— Problem details —
Write out all of the records below verbatim, leaving out the pictures.

— Material for this exercise —
▬▬▬
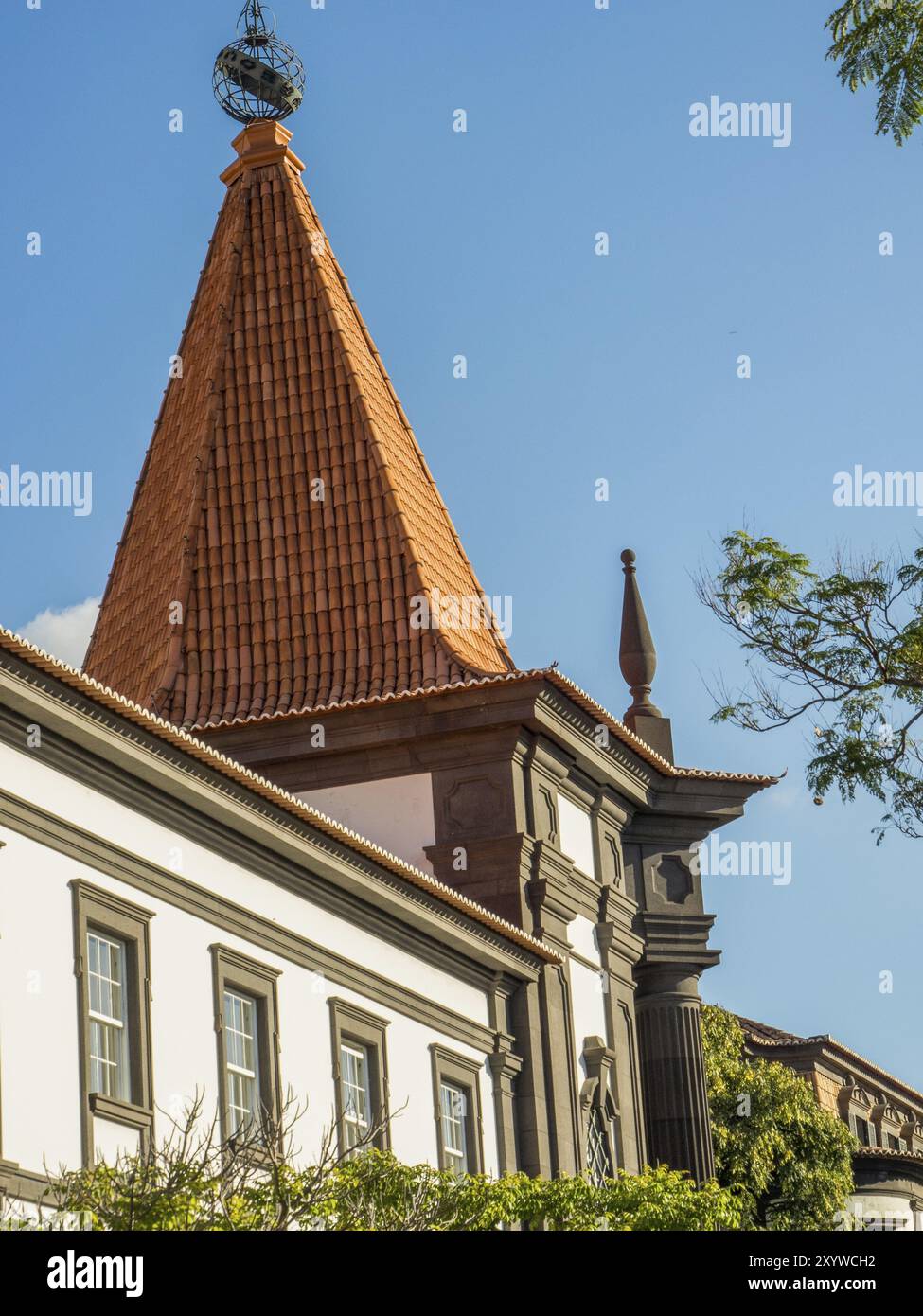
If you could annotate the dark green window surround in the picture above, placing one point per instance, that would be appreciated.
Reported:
(464, 1074)
(236, 972)
(108, 915)
(356, 1026)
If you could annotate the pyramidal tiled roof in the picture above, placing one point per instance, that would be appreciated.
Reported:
(241, 584)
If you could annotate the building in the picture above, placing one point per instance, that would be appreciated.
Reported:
(293, 633)
(883, 1115)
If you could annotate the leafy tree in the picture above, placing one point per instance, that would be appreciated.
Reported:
(194, 1182)
(881, 43)
(789, 1160)
(843, 650)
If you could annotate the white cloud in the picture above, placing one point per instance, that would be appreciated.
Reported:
(64, 634)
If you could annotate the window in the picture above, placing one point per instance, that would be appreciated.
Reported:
(454, 1130)
(108, 1022)
(598, 1157)
(360, 1076)
(354, 1069)
(600, 1111)
(112, 970)
(862, 1132)
(242, 1061)
(457, 1109)
(248, 1035)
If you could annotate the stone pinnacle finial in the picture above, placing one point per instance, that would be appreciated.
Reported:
(637, 660)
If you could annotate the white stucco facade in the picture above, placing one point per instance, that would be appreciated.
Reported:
(40, 1040)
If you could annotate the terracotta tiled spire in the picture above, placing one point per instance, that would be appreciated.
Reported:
(242, 586)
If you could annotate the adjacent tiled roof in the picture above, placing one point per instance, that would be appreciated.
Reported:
(241, 584)
(178, 738)
(556, 678)
(765, 1036)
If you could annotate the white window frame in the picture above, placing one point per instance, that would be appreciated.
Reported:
(114, 1069)
(454, 1110)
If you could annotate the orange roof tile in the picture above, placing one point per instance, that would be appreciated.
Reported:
(241, 586)
(259, 787)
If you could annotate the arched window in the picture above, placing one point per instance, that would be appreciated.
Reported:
(598, 1149)
(600, 1111)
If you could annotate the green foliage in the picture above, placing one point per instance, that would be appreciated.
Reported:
(194, 1183)
(844, 649)
(881, 43)
(789, 1161)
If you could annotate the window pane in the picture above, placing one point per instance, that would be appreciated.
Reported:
(356, 1095)
(599, 1163)
(108, 1032)
(453, 1102)
(242, 1061)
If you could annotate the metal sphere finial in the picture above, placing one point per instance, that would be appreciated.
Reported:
(258, 77)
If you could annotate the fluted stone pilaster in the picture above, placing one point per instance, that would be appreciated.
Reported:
(676, 1102)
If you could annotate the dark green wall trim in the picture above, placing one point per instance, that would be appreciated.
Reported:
(162, 884)
(26, 1186)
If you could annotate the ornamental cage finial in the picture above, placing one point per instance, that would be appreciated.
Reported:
(258, 77)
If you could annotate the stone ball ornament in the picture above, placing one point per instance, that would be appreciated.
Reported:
(258, 77)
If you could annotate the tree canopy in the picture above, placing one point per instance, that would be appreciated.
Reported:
(881, 43)
(788, 1160)
(842, 650)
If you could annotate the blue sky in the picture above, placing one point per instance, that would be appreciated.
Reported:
(579, 366)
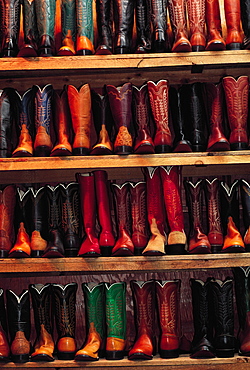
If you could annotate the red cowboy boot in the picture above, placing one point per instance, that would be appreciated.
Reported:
(141, 110)
(171, 183)
(124, 245)
(106, 237)
(168, 299)
(215, 40)
(217, 140)
(144, 314)
(156, 213)
(236, 94)
(90, 245)
(159, 101)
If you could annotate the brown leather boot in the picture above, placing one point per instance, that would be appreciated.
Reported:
(159, 101)
(120, 99)
(144, 315)
(217, 140)
(196, 17)
(215, 40)
(80, 108)
(168, 307)
(198, 240)
(177, 12)
(236, 95)
(156, 213)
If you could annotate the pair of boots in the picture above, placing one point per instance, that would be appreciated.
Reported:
(213, 318)
(167, 294)
(105, 305)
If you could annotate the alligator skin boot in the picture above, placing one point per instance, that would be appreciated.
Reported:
(168, 306)
(171, 183)
(217, 140)
(215, 232)
(43, 143)
(65, 315)
(198, 240)
(156, 212)
(18, 308)
(159, 102)
(242, 286)
(116, 320)
(245, 201)
(80, 108)
(202, 346)
(124, 245)
(120, 99)
(221, 293)
(144, 317)
(94, 346)
(42, 307)
(197, 24)
(68, 14)
(62, 125)
(229, 197)
(236, 95)
(141, 113)
(90, 246)
(103, 122)
(215, 40)
(177, 12)
(103, 195)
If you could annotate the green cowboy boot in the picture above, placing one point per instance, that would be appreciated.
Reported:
(116, 320)
(94, 297)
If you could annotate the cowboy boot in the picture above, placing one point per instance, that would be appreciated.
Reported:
▬▬▬
— Finished task —
If you could annotate the dark green window surround in the picture above, placing one point per instance, that would be appreciated.
Reported:
(464, 1074)
(236, 972)
(108, 915)
(356, 1026)
If you could annotate the pyramidal tiled roof in the picture above, placing one point per instance, that would be appreciated.
Reported:
(241, 584)
If you could annotate the building in the picture above, placing one point per instance, that would be appreciated.
Reported:
(293, 633)
(883, 1115)
If you could annotate the leafy tree in the picture above, placing one point per instance, that would be appreciated.
Reported:
(194, 1182)
(881, 43)
(789, 1160)
(843, 650)
If you could annotate the white cloud in the picture above, placing one point per instance, that would be appreciated.
Reported:
(64, 634)
If you could annotate the window in the picture above, placing one point per instance, that would be appreciated.
Reported:
(454, 1130)
(108, 1022)
(598, 1157)
(360, 1076)
(354, 1069)
(600, 1111)
(112, 970)
(862, 1132)
(242, 1061)
(457, 1109)
(248, 1035)
If you could annotate the stone pinnacle finial in the picture above, placing one point per instance, that would be appreciated.
Reported:
(637, 660)
If you could annotate the white stucco facade in the picture above, placing one point per instance, that would be appreciated.
Reported:
(40, 1040)
If you could annotate the terracotta tiled spire in the picture above, placing one point per instance, that would be appreciated.
Reported:
(242, 586)
If you could annotate the adjacent tiled roof in the picture above, placing one point per instance, that would be appreciated.
Reported:
(241, 584)
(178, 738)
(556, 678)
(765, 1036)
If you could annotate the white window frame in the picture above, placing one point per instance, that would be appreciated.
Reported:
(114, 1069)
(454, 1110)
If you could annotate the orange roof tile in the picture above, placing one point per instance, that would be appreciated.
Reported:
(241, 586)
(259, 787)
If you could annotate the arched window in the picture above, placing one point per instance, that would be appreciated.
Reported:
(598, 1149)
(600, 1111)
If you could annotate the green foliage in the picture above, placing one point per instance, that would be appreciated.
Reported:
(194, 1183)
(844, 649)
(881, 43)
(789, 1161)
If you could annotate the window pane in the picture above, placing one point per instance, that would be appreciated.
Reported:
(356, 1095)
(599, 1163)
(108, 1032)
(453, 1102)
(242, 1061)
If you could annotate the metal sphere finial in the picture above, placing one point per instance, that would be appreciated.
Reported:
(258, 77)
If you could annotate the fluted stone pilaster in the picture above, placing one point per instance, that would be appreciated.
Reported:
(676, 1102)
If you could annotate the dark green wall trim in the picture above, placing one point per instance, that would be appreciated.
Reported:
(162, 884)
(26, 1186)
If you could annotate the ornamental cage finial in the picture above, placing one point per instance, that would be appreciated.
Reported:
(258, 77)
If you could annotate the stone ball ornament in the picture above, placing one point per instance, that would be appreciated.
Reported:
(258, 77)
If you could annotate the tree canopy in the picture above, placing one point per instance, that would be appreciated.
Reported:
(881, 43)
(788, 1160)
(842, 650)
If you could annotate the blue sky in the picture above, placing one point per instance, that would be appreciated.
Reported:
(579, 366)
If you could annotate the red cowboy boot in the picture above, placing one point per instance, that would be appreciated.
Reported:
(141, 110)
(171, 183)
(124, 245)
(106, 237)
(168, 299)
(215, 40)
(217, 140)
(144, 314)
(156, 213)
(236, 94)
(90, 245)
(159, 101)
If you could annotate the brown leather boot in the picture above, placing one point per instance, that would be appreciated.
Reported:
(159, 101)
(120, 99)
(144, 315)
(217, 140)
(196, 17)
(215, 40)
(80, 108)
(168, 307)
(198, 240)
(177, 12)
(236, 95)
(156, 213)
If you could annotate the pair of boots in the picture above, placing one point per instance, that would be appreciated.
Reported:
(213, 318)
(167, 294)
(105, 305)
If you could annotate the alligator skin boot in the picture above, placing one point per instance, that would be appreciated.
Reported:
(168, 306)
(171, 183)
(217, 140)
(215, 232)
(43, 143)
(65, 315)
(198, 240)
(156, 212)
(18, 308)
(159, 102)
(242, 286)
(116, 320)
(245, 201)
(80, 108)
(202, 346)
(124, 245)
(120, 99)
(221, 293)
(144, 317)
(94, 346)
(42, 307)
(197, 24)
(68, 14)
(62, 125)
(229, 197)
(236, 95)
(141, 113)
(90, 246)
(103, 122)
(215, 40)
(177, 12)
(103, 195)
If you could annotate the green cowboy boot in the picture above, placing one point per instance, that would be appreciated.
Reported:
(116, 320)
(94, 297)
If you could annotate the cowboy boot in the picture above, placing one point per instance, that would be appreciated.
Reported:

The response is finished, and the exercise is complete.